TEXTO PARA LEITURA:
═══

Na série de livros que contam a saga do menino e adolescente Harry Potter um aspecto me chamou a atenção. Enquanto nosso mito de fundação, como narrado na bíblia, está impregnado de promessas a respeito da “vida” depois da morte, a saga de Poter não vende ilusões. Em nossa infância o catecismo católico ou protestante mostra uma série de eventos se desenrolam prometendo a perenidade da experiência de sentir o tempo passar e “viver” mesmo depois da morte.

No mito cristão, contado por Paulo de Tarso e depois impregnado de conceitos da filosofia grega por Agostinho e Tomás de Aquino, a morte é um evento de passagem onde nosso eu persiste. Podemos sentir nos poros a esperança de que uma existência se estende em eventos dramáticos após a morte. Tudo persiste após a vida. Podemos sonhar ou ter pesadelos com castigos e remissão eterna.

Cabe aos vivos guardar a memória dos mortos, orar para que eles tenham paz, rogar a eles que intercedam por nós. Enfim, projetamos o drama da existência para além da morte e dela de volta a vida através da fé nos dogmas religiosos. Temos na eternidade de gozo divino ou de danação satânica uma fundamentação na providência divina para a ética e para a moral.

Curiosamente no mundo de fantasia e magia de Harry Potter é possível levitar objetos, cobrir-se com uma capa de invisibilidade, interagir com seres fantásticos, conjurar maldições e feitiços de proteção. Mas nada se pode contra a morte. Ela é definitiva e não é objeto de especulação ao longo das centenas de páginas de cada um dos livros.

Uma miríade de seres híbridos interage com os humanos. Existem vínculos bons e maus, todos fundados em encontros no aqui e agora. Um sabor espinosano que regula os encontros que sendo bons ou sendo maus, ecoam na memória do que há de vir. Há toda uma fundamentação diferente para o amor, a lealdade, a honra, a amizade e tantos outros sentimentos ou virtudes, assim como para o ódio e os vícios. Um fundamento para a lealdade que é imanente a vida. Que não negocia com a promessa do paraíso celeste o disparo dos gestos virtuosos.

O bem é desejado, buscado e realizado por seu valor intrínseco. Não se espera que ele nos religue a quem amamos e já não está vivo. Não é feito para barganhar com a providência o acesso ao paraíso eterno. Assume que sempre, enquanto vivermos estaremos ligado aos que amamos.

Assim também é com o mau. O vilão não espera uma recompensa satânica, nem luta pelo triunfo de um anjo caído em guerra contra seu pai celeste. O vilão quer apenas não morrer. E em nome da busca deste poder abandona toda a virtude.

═══

O QUE PRODUZIR:
As afirmações a seguir concordam com o texto sobre Harry Potter e a morte? (a) No mundo de Harry Potter, a magia consegue vencer a morte. (b) Na saga, o vilão luta pelo triunfo de um anjo caído. (c) Na saga, o bem é buscado por seu valor intrínseco. Responda sim ou não a cada uma e cite literalmente as palavras do texto que decidem.

DADOS REGISTRADOS:

═══

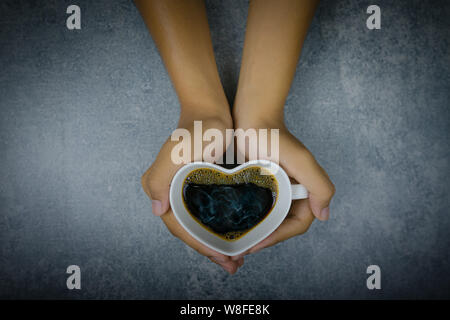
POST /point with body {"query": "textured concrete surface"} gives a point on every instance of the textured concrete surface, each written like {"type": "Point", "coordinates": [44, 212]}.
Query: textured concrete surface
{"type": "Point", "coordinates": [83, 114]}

═══

RESPOSTA À TAREFA:
(a) Não: "Mas nada se pode contra a morte."
(b) Não: "O vilão não espera uma recompensa satânica, nem luta pelo triunfo de um anjo caído em guerra contra seu pai celeste."
(c) Sim: "O bem é desejado, buscado e realizado por seu valor intrínseco."